Aim: Copy word for word the entries below, from the line holding "Keep to these rules. Indicate every instance of the shoe" through the last line of the entries, inclusive.

Dataset extract:
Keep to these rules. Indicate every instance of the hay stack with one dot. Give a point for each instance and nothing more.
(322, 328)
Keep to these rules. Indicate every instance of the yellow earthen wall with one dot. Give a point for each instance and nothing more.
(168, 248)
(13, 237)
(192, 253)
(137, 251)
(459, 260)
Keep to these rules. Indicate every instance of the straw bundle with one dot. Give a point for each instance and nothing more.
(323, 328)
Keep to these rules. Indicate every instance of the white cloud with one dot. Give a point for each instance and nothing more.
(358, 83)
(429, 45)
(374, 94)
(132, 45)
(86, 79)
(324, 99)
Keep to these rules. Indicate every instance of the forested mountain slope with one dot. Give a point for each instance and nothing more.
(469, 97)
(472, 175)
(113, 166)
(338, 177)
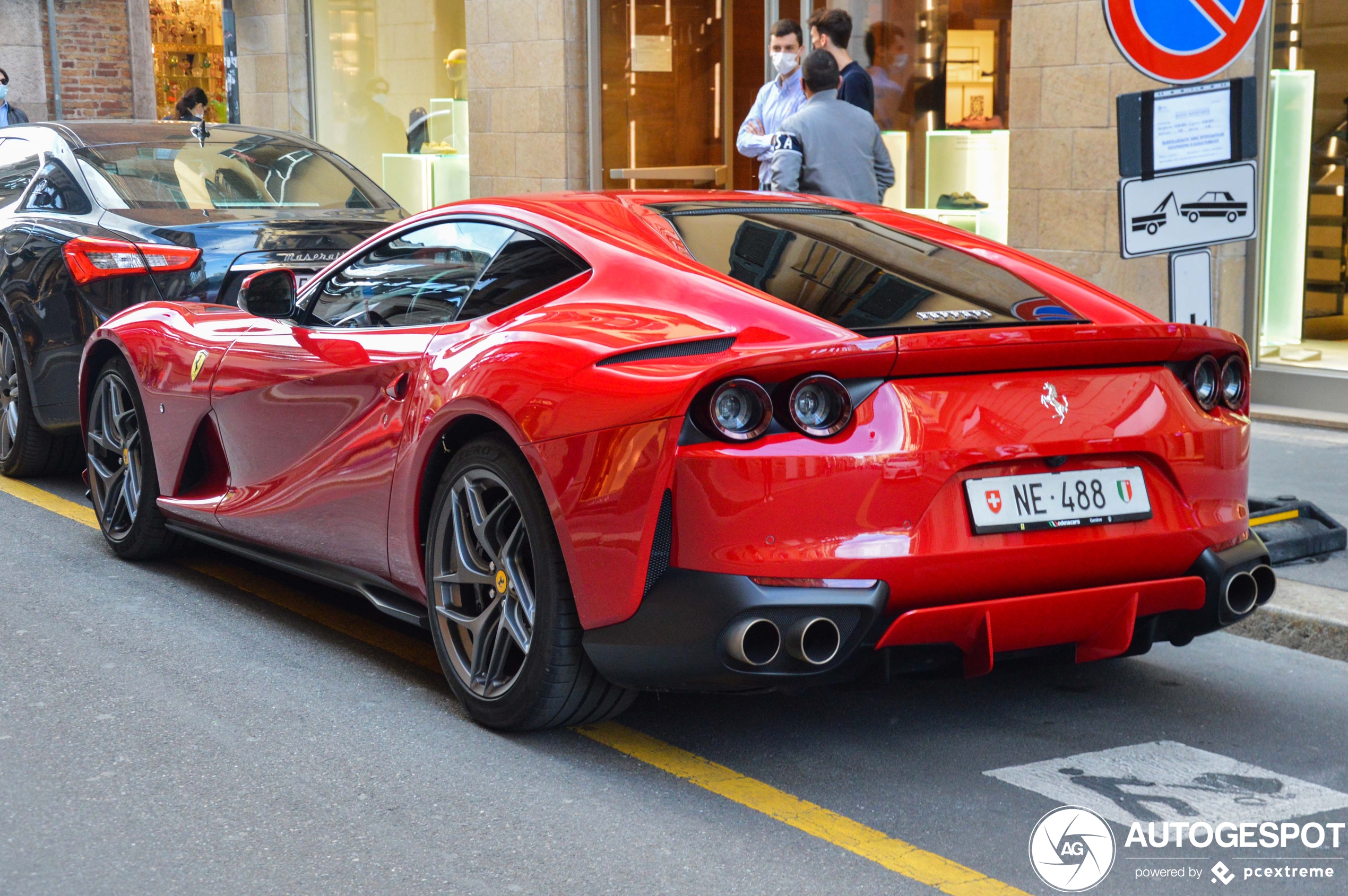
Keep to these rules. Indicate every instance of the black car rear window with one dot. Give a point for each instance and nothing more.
(857, 273)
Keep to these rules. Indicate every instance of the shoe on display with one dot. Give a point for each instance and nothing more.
(962, 201)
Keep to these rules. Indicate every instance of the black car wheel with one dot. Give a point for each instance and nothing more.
(26, 449)
(122, 468)
(502, 612)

Task result:
Keep to these rules. Indicate every instance of the shoe on display with one dot. Give a point for each instance and nothing more.
(962, 201)
Keep to these rules. Indicate every instance of the black car wheel with one dot. Give a point for each instance and nothing more.
(26, 449)
(122, 468)
(502, 612)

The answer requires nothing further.